[Saved entries]
——————
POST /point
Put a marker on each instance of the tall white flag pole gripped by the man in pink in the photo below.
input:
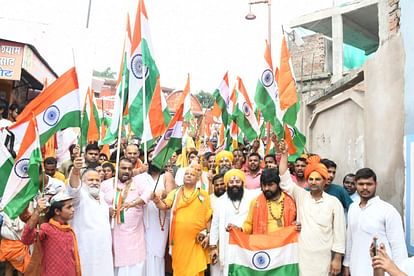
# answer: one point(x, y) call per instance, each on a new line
point(118, 151)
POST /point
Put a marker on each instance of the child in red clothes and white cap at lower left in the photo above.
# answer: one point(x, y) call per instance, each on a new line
point(58, 241)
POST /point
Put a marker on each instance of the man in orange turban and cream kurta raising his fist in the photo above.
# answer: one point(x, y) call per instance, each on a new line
point(322, 239)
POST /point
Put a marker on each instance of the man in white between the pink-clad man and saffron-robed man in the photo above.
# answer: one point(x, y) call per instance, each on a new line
point(156, 221)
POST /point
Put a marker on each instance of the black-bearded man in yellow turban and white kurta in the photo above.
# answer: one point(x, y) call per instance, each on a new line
point(230, 208)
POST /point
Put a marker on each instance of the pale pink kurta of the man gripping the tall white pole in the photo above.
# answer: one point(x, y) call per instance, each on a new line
point(128, 238)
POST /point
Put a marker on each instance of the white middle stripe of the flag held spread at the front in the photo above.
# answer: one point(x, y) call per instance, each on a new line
point(280, 256)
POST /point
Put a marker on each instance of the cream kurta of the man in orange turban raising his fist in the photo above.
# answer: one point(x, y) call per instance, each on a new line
point(323, 228)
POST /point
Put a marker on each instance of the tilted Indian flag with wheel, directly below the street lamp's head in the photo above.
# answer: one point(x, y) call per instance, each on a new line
point(244, 113)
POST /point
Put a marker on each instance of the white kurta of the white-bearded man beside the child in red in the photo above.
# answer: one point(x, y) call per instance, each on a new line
point(93, 232)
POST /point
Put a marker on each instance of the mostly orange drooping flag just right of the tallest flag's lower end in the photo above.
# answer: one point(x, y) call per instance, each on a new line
point(158, 116)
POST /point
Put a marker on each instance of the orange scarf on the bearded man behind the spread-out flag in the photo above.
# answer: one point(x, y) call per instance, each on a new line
point(260, 213)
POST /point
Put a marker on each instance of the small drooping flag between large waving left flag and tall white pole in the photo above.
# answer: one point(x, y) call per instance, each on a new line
point(91, 122)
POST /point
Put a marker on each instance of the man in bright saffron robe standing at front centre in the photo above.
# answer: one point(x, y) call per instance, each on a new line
point(190, 225)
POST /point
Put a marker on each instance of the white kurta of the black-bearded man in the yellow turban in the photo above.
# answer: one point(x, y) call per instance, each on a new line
point(224, 212)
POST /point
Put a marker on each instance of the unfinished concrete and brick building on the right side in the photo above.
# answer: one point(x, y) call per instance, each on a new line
point(354, 75)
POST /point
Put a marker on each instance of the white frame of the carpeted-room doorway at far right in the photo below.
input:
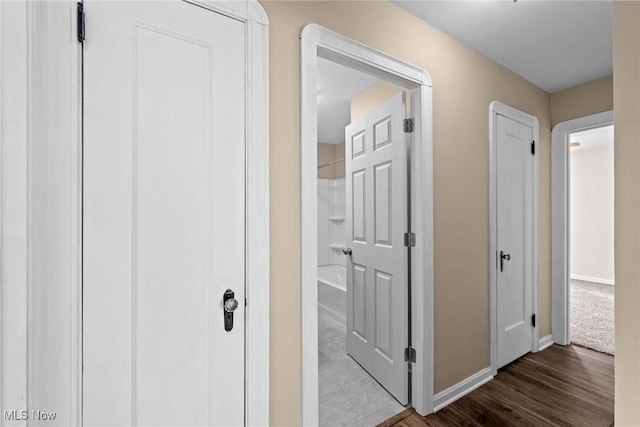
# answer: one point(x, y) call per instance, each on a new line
point(560, 218)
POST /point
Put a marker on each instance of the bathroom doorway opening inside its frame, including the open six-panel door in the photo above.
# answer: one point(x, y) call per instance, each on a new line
point(352, 333)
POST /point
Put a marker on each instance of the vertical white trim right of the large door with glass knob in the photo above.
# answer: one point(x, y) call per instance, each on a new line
point(258, 246)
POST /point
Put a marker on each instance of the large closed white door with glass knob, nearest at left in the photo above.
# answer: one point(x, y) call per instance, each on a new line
point(164, 209)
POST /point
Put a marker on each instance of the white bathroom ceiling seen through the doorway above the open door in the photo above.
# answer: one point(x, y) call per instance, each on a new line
point(337, 85)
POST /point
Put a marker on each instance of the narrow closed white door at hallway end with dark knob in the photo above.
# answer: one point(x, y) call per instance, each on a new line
point(514, 258)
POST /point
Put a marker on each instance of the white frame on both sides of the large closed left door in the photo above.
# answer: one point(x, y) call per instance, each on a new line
point(48, 35)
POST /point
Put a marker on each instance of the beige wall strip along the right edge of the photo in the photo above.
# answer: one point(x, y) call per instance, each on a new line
point(626, 67)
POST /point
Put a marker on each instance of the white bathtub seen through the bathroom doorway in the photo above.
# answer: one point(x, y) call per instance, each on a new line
point(332, 291)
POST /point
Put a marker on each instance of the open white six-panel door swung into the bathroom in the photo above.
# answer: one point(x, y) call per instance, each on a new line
point(377, 315)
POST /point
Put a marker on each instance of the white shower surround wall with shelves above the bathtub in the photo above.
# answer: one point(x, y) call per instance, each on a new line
point(331, 221)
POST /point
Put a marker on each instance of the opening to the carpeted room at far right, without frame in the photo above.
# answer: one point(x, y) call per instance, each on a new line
point(591, 243)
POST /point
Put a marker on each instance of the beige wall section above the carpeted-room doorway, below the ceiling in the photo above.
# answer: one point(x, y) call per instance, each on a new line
point(583, 100)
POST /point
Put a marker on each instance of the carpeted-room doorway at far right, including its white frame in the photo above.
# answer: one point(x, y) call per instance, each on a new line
point(570, 253)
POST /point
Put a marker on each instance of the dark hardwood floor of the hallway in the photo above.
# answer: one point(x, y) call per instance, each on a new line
point(559, 386)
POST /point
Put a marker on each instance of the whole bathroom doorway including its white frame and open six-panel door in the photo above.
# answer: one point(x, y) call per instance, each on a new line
point(369, 203)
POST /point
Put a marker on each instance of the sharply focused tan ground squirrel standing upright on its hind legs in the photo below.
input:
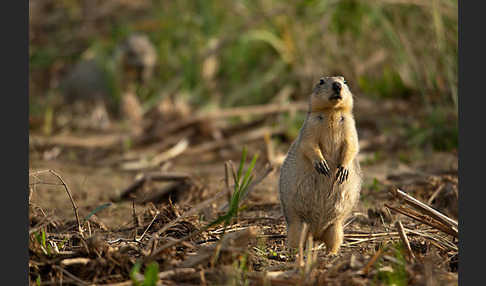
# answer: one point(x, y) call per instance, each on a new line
point(320, 178)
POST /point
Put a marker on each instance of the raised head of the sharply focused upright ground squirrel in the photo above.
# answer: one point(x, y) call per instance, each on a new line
point(331, 93)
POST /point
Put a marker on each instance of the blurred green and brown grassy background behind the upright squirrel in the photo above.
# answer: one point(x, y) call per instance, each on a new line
point(129, 56)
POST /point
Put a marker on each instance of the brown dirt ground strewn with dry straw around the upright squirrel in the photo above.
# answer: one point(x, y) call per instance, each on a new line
point(253, 250)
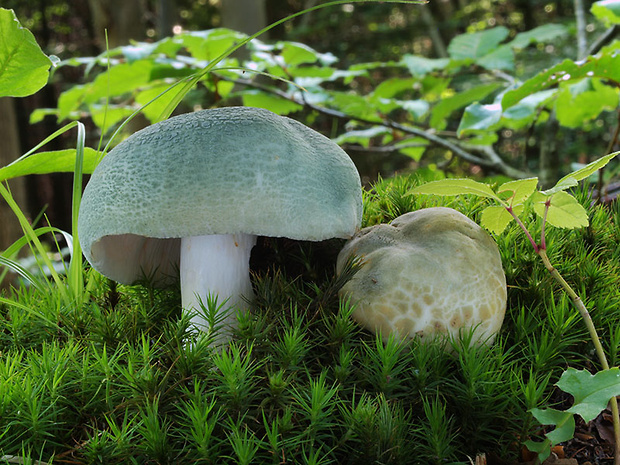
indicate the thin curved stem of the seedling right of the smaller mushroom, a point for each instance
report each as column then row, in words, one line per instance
column 578, row 303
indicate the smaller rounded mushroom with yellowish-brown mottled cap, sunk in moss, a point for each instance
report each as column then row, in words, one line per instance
column 427, row 273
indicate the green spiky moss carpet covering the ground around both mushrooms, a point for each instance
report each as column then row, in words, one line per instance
column 122, row 379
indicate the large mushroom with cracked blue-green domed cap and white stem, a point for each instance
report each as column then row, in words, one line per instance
column 190, row 195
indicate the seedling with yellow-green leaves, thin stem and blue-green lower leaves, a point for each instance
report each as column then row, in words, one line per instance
column 558, row 208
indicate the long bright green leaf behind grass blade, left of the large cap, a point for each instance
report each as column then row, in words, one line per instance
column 49, row 162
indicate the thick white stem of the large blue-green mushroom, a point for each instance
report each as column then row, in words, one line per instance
column 216, row 265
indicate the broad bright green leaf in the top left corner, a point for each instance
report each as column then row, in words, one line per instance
column 24, row 68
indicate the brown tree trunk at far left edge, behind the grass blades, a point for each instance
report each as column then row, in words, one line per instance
column 10, row 230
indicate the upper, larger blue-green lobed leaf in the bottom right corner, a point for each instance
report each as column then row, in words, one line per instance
column 591, row 393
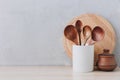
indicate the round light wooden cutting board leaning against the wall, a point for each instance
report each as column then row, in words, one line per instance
column 93, row 20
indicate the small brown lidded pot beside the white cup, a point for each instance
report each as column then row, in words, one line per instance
column 106, row 61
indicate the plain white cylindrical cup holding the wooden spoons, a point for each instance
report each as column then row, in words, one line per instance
column 83, row 58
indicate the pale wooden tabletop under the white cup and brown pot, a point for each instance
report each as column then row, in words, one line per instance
column 53, row 73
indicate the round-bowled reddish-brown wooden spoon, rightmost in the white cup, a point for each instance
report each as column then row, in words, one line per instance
column 97, row 35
——————
EXERCISE DIRECTIONS | Which lines run from the one containing "indicate the plain" to the end of the entries above? Print them exactly, both ends included, and nothing else.

WRITTEN SOLUTION |
indicate the plain white cylindrical cup holding the wooden spoons, a point for each instance
report each as column then row, in words, one line per instance
column 83, row 58
indicate the pale wooden tabletop under the white cup and brown pot, a point for each instance
report each as column then row, in words, one line per instance
column 53, row 73
indicate the round-bowled reddish-brown wooden spoon, rightmost in the white cup, a point for each instance
report each as column then row, in words, one line per instance
column 97, row 35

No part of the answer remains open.